- [What is expected]
Lines before the one containing "Reviewer note: make sure each instance of the rexroth" are excluded; retype that line and all remaining lines of the material exactly.

- [Image point annotation entries]
====================

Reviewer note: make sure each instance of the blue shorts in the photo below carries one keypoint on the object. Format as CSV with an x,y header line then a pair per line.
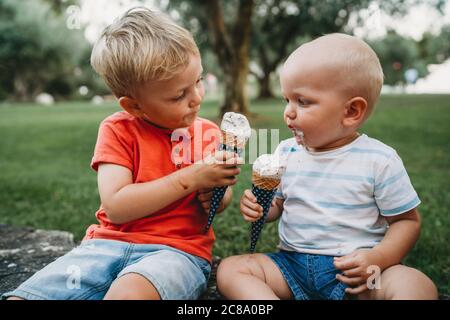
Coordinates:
x,y
310,277
88,271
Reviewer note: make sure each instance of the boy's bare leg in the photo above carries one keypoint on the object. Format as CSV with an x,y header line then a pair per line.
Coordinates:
x,y
132,286
251,276
402,283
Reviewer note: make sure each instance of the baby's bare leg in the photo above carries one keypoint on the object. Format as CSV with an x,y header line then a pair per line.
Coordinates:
x,y
132,286
251,276
402,283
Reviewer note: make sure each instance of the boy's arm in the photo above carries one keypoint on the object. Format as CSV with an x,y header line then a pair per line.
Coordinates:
x,y
125,201
402,234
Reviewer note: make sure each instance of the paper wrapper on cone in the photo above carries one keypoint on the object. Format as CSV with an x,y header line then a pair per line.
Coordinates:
x,y
229,143
264,189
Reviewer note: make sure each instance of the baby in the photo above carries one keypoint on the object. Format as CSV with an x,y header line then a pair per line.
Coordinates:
x,y
149,242
348,209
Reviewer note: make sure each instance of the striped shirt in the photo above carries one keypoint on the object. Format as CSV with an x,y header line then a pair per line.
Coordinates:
x,y
335,201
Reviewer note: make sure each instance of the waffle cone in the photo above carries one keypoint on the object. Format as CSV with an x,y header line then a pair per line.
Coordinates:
x,y
264,182
232,140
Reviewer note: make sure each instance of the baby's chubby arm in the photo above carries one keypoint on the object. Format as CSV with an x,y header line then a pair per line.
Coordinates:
x,y
125,201
252,211
402,234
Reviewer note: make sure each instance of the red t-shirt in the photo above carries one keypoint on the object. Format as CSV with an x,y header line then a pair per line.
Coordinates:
x,y
148,151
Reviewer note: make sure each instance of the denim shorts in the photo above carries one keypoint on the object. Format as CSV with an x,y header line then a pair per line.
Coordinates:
x,y
87,272
310,277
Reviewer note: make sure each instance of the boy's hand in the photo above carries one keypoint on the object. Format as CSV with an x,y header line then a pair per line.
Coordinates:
x,y
250,208
204,196
355,269
218,170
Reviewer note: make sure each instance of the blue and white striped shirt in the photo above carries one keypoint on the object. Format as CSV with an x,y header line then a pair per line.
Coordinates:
x,y
335,201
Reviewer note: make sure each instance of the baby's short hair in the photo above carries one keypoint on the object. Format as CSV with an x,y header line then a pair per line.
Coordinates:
x,y
141,46
363,68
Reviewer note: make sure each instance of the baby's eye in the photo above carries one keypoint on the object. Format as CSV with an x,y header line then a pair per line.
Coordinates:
x,y
200,79
180,97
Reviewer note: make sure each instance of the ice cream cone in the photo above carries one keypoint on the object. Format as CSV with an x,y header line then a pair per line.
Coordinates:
x,y
233,139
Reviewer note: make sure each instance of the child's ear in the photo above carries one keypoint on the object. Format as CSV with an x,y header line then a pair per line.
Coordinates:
x,y
355,111
130,105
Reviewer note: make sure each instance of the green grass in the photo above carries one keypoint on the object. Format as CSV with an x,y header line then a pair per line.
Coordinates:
x,y
46,182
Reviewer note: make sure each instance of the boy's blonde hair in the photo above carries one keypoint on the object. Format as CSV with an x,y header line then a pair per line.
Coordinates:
x,y
141,46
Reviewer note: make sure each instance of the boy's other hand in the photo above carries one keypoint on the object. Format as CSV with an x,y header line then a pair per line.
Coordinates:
x,y
356,269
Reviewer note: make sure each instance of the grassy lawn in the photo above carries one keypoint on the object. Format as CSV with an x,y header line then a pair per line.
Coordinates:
x,y
46,182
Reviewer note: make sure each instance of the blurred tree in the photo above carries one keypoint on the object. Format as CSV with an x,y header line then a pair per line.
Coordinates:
x,y
38,51
277,26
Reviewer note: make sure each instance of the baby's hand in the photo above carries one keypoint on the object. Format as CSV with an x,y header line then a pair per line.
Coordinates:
x,y
250,208
356,269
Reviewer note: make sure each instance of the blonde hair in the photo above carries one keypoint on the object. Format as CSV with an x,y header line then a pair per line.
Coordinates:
x,y
363,71
141,46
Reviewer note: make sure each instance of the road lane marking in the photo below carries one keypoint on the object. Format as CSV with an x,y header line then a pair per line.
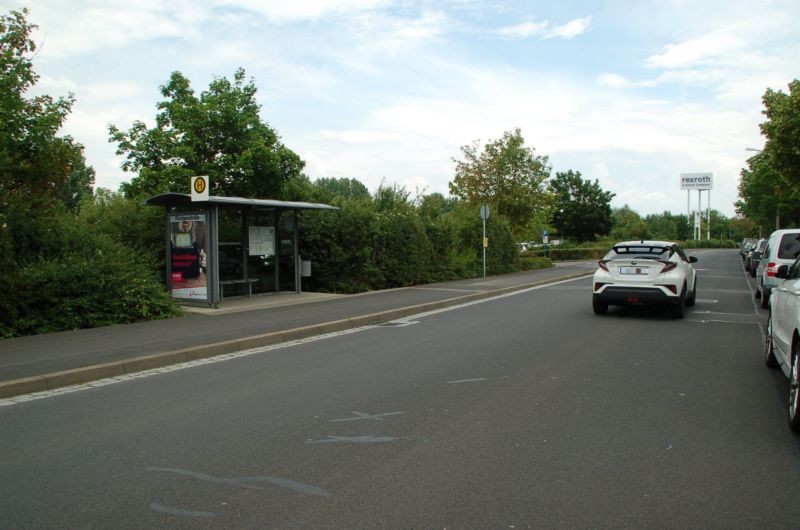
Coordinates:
x,y
177,511
369,439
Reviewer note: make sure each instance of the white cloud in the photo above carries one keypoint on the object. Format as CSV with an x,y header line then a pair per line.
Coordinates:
x,y
525,30
287,11
544,30
571,29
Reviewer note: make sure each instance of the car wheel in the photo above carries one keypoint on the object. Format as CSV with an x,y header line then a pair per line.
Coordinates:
x,y
794,399
677,308
691,300
769,353
600,308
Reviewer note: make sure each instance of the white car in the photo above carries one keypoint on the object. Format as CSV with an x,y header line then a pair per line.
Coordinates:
x,y
645,272
782,344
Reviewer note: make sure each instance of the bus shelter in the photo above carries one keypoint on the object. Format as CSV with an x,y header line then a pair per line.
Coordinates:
x,y
231,245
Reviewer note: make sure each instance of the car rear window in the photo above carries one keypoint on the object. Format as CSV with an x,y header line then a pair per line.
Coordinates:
x,y
789,247
639,251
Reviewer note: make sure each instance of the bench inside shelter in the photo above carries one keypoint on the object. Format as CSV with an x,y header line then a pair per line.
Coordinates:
x,y
247,282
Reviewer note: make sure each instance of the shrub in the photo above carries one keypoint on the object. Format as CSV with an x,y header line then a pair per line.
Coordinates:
x,y
91,280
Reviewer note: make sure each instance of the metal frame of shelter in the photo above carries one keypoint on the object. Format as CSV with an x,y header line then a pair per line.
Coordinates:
x,y
181,205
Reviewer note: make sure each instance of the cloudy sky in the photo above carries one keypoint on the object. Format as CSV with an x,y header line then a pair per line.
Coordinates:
x,y
632,93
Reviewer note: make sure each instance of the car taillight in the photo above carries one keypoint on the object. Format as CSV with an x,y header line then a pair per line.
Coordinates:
x,y
772,269
668,266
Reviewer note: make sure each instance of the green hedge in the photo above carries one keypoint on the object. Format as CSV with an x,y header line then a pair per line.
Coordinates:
x,y
525,263
569,254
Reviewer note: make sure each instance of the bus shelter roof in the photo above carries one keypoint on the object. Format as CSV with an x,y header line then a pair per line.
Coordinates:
x,y
185,199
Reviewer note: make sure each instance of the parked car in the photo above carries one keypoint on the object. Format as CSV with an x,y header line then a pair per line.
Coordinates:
x,y
783,246
752,258
782,343
745,246
645,272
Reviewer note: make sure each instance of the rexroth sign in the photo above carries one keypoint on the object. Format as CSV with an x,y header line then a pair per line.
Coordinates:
x,y
697,181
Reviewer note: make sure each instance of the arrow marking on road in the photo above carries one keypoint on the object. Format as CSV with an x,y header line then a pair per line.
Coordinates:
x,y
466,381
247,482
366,416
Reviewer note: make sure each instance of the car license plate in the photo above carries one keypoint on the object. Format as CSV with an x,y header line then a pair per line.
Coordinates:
x,y
633,270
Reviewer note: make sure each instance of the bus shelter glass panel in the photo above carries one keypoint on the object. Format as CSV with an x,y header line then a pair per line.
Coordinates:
x,y
286,251
188,253
260,237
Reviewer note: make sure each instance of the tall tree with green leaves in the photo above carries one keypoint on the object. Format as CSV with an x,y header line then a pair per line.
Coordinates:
x,y
765,194
582,210
35,163
782,150
505,174
219,134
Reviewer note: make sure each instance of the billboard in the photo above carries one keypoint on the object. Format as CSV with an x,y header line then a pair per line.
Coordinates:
x,y
697,181
188,256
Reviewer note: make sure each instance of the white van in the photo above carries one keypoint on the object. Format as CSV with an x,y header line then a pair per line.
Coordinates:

====================

- [Task response]
Reviewer note: make sure each instance of the rexroth sign in the photo above carries one keypoint on the object. Format as CSV with an x,y header line then a pair per line.
Coordinates:
x,y
697,181
Reviewer note: make sure each instance of the arrow marking on road in the photo above carries one keypoint on the object. Format as CSV with an x,y header line then a pair per line.
Coordinates:
x,y
466,381
247,482
366,416
Reviewer note: make sure each instance of the car license plate in the photo above carries one keypoint on the object. Format as CSV with an x,y header line then a pair per line.
Coordinates:
x,y
633,270
Reviewer note: make sure each instance of the bus shelter glass panel in the photo above carries one keypoint on the object. Format as CSV with an x,y header line then a pair per line.
Coordinates:
x,y
286,251
188,253
260,237
Reviewer note: make sure each instance of the tall tree with green leaves in the photo above carries one keypoint on the object. Format as CSV with an x,y header line then a pair per line.
Coordinates:
x,y
765,194
582,210
35,163
782,150
505,174
219,134
Reviewer note: make sure each instance of the billboard in the photo above carries one keypoint on the object. Format as CSV with an x,y header line then a pair per line.
Coordinates:
x,y
697,181
188,256
Reviewer note: make sure each instance of the white van in the photo above carries one keypoint on the object. Format as CSV with an x,y header line then a pair per line.
Coordinates:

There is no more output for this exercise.